* _What you will do_
Starting at the line with "of the bare" and continuing through the final line of the material below, rewrite every line, requests included. Multiply each point coordinate in the answers by 1.95 and round it to a whole number, with halves rounding up.
━━━━━ Listed entries
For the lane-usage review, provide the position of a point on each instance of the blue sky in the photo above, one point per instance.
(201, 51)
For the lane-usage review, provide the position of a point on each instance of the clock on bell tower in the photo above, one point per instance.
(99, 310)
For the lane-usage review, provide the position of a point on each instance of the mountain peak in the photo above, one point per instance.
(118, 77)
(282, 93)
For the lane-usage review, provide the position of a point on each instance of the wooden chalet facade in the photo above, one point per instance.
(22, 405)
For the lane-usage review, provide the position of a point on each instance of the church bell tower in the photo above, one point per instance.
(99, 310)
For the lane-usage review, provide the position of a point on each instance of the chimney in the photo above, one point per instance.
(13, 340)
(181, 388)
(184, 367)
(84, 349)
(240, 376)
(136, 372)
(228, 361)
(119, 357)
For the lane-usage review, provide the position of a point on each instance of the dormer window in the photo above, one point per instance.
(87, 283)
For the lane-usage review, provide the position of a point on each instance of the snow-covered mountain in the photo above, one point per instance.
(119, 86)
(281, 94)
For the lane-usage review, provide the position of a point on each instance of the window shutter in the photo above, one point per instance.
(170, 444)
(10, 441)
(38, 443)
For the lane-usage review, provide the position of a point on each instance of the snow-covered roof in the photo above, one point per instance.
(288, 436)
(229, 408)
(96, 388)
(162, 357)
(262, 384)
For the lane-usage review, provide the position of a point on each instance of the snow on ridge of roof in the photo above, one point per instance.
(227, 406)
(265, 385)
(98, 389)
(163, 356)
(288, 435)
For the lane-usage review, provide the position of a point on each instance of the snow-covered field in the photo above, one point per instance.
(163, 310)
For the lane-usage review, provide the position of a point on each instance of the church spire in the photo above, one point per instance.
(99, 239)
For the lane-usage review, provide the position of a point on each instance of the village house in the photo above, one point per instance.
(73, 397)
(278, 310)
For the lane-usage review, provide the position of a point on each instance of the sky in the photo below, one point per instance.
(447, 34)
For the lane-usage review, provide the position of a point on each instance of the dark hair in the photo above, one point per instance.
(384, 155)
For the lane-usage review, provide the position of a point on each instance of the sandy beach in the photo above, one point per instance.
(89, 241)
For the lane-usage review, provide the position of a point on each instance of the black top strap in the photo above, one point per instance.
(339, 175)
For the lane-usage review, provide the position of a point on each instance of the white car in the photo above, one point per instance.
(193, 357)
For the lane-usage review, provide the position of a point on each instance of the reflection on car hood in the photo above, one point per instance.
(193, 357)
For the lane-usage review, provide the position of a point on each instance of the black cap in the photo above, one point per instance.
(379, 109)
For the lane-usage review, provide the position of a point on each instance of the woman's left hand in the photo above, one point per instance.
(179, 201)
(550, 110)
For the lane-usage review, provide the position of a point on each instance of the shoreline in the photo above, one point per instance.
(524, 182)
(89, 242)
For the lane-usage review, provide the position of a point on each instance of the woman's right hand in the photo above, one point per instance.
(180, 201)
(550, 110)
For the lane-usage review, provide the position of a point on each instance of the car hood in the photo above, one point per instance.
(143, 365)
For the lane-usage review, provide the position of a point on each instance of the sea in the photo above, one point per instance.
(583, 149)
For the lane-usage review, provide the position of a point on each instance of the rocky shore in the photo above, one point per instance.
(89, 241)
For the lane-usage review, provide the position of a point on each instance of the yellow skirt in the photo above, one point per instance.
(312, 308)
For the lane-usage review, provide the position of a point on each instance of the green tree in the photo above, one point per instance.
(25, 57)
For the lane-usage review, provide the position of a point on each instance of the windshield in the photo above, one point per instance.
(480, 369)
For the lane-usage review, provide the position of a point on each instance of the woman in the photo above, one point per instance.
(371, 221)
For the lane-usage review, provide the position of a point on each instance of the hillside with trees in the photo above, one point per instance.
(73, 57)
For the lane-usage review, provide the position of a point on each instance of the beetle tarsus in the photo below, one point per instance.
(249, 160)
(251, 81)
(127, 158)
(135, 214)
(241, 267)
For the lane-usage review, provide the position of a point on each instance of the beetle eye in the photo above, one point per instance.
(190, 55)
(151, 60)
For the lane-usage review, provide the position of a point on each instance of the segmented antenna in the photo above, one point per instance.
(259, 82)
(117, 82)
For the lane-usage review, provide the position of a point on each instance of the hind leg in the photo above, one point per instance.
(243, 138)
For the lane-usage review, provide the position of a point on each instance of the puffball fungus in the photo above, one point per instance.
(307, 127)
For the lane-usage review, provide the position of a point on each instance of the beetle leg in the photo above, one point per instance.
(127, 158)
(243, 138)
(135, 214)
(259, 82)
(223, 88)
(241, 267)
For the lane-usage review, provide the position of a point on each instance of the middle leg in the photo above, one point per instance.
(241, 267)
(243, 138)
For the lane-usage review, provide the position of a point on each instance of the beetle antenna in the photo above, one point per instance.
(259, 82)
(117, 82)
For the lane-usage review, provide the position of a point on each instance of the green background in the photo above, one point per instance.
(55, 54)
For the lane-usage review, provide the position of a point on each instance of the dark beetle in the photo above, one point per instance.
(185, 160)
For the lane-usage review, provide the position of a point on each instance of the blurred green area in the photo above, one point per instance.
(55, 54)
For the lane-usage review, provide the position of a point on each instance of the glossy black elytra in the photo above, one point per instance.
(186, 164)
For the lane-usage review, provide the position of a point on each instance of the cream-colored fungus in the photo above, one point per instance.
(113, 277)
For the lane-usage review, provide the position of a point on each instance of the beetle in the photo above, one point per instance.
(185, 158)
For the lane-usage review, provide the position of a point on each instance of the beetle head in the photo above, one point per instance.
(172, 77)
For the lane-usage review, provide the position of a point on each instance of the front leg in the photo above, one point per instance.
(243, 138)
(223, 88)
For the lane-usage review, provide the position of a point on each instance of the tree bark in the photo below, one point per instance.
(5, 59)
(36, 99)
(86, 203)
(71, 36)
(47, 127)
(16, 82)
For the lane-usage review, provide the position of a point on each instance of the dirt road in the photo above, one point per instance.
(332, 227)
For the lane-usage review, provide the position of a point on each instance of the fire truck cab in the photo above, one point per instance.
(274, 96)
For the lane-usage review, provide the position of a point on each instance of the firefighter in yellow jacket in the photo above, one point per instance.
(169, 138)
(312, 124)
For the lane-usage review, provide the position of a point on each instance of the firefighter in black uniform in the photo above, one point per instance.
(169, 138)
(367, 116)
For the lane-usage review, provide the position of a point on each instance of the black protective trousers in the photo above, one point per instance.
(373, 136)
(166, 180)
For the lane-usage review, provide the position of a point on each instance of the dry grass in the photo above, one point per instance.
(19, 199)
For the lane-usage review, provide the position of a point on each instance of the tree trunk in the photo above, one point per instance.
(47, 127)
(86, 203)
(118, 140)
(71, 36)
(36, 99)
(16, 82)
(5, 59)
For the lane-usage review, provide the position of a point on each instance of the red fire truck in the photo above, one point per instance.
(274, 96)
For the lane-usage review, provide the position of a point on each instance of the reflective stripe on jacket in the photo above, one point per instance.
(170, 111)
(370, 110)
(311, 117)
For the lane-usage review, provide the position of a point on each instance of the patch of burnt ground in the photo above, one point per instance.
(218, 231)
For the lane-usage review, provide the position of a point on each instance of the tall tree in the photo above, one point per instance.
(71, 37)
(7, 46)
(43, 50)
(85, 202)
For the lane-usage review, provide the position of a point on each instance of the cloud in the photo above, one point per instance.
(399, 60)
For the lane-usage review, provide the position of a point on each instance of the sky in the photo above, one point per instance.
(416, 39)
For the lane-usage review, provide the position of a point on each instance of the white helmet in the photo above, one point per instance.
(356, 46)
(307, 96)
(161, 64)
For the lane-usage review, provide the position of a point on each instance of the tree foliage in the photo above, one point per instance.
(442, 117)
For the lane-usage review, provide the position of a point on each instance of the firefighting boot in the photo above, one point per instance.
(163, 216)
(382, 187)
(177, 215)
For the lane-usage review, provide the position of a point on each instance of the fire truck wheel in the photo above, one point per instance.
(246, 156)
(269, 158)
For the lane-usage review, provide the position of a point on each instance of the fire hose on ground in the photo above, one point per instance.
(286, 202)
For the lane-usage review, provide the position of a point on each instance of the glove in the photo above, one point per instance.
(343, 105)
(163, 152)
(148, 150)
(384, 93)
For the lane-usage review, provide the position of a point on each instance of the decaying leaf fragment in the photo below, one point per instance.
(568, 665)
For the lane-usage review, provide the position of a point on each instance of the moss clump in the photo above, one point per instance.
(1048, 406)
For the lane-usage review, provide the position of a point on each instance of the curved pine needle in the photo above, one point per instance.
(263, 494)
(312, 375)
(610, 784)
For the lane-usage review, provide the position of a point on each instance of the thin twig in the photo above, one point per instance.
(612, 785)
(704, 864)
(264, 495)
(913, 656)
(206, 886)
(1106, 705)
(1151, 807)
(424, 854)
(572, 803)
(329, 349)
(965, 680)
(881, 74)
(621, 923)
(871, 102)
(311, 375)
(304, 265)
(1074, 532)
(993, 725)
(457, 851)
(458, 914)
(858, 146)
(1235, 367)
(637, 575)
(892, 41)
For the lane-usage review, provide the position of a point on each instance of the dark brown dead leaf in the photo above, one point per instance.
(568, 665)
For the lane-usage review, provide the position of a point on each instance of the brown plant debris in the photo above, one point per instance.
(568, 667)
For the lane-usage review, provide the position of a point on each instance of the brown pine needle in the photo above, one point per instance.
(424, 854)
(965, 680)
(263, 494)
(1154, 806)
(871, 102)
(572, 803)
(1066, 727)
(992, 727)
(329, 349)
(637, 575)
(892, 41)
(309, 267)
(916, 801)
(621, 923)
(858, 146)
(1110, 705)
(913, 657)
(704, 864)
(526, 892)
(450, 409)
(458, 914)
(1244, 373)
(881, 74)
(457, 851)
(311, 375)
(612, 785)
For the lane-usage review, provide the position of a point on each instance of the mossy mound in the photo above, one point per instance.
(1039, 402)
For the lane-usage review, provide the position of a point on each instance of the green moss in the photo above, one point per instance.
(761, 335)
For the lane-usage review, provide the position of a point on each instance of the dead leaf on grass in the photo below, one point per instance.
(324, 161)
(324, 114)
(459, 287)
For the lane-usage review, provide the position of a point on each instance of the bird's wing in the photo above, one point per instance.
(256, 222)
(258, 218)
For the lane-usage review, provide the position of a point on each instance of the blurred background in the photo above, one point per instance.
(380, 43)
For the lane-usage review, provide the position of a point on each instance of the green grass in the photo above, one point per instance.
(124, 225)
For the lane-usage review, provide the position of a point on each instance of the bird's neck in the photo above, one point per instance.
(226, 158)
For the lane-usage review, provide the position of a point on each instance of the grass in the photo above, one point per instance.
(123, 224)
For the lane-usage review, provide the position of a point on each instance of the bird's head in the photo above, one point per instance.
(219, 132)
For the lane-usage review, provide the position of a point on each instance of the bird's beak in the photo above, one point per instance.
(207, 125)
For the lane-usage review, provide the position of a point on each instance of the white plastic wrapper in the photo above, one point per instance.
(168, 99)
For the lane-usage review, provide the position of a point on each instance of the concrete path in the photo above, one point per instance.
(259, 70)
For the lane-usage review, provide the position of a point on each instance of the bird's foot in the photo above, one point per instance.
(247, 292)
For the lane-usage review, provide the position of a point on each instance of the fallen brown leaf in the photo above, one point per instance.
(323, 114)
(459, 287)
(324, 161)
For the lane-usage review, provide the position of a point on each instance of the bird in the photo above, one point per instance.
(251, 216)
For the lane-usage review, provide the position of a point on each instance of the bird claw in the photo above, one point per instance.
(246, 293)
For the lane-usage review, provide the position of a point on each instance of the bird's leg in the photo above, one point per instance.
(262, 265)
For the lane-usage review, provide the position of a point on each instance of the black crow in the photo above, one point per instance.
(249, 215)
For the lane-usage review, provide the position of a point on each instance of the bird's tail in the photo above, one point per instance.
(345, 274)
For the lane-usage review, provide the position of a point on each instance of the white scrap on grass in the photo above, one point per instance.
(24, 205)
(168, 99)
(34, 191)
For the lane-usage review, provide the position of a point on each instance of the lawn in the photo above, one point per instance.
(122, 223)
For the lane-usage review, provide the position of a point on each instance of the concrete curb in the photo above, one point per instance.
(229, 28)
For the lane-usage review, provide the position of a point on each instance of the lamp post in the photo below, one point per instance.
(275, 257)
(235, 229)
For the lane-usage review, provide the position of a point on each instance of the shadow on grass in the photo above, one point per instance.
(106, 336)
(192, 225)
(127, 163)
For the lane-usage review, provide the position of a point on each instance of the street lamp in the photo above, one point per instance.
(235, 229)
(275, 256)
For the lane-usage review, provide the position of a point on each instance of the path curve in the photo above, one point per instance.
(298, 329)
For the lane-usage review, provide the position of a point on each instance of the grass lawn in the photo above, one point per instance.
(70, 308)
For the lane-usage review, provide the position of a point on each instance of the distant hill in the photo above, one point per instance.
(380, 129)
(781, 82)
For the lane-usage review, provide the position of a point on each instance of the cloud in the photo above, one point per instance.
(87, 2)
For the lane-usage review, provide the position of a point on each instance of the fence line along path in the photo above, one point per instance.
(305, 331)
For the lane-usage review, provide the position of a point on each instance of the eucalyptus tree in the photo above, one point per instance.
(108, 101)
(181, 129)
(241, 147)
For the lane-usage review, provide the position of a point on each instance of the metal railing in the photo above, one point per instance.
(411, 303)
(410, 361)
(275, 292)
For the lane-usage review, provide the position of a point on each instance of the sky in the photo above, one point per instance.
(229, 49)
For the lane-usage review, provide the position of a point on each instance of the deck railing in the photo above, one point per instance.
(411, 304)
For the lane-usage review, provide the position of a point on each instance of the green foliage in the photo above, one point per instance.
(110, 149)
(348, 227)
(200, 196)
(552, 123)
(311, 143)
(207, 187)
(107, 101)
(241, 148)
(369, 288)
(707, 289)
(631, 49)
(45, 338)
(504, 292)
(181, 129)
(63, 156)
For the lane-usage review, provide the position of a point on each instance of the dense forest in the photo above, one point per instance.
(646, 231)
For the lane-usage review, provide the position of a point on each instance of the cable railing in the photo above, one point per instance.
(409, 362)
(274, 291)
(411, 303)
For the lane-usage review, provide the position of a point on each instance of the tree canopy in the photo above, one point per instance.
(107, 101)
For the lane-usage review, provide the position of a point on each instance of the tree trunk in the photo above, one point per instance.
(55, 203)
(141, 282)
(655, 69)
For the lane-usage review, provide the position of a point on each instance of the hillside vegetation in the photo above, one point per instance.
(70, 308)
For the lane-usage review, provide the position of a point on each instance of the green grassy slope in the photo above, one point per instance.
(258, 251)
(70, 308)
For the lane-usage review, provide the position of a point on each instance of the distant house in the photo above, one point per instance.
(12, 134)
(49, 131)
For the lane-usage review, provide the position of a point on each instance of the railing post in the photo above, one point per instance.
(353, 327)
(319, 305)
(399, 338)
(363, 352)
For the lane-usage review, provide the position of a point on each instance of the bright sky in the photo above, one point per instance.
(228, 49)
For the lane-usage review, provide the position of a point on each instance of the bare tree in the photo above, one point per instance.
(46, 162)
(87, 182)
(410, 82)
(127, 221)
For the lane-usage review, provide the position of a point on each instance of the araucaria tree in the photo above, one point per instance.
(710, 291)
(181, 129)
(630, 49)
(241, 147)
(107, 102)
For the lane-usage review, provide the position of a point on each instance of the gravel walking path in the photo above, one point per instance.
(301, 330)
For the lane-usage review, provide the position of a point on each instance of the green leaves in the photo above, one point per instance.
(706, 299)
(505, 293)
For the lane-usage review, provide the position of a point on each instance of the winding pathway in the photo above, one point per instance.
━━━━━━━━━━
* _Response to this exercise_
For the lane-usage review, provide the position of a point on each instance of the bare tree in the photo above, one point per instance.
(90, 316)
(170, 355)
(800, 160)
(248, 431)
For the lane-usage review, provide the position of a point on each instance of the araucaria tree in the photo above, one point per instance.
(1385, 567)
(353, 252)
(1229, 96)
(470, 287)
(209, 199)
For the lane-usage review, provide the position of a point on each instance of the gravel walking path in the photo above, one point per instance.
(587, 644)
For the lane-usage review, provide the position of a point on each instance of the green leaves in the photo above, one point per instance.
(1377, 583)
(985, 571)
For the lane-usage review, provide the position of a point on each instance of the winding pathway in the photo above, one point per instance.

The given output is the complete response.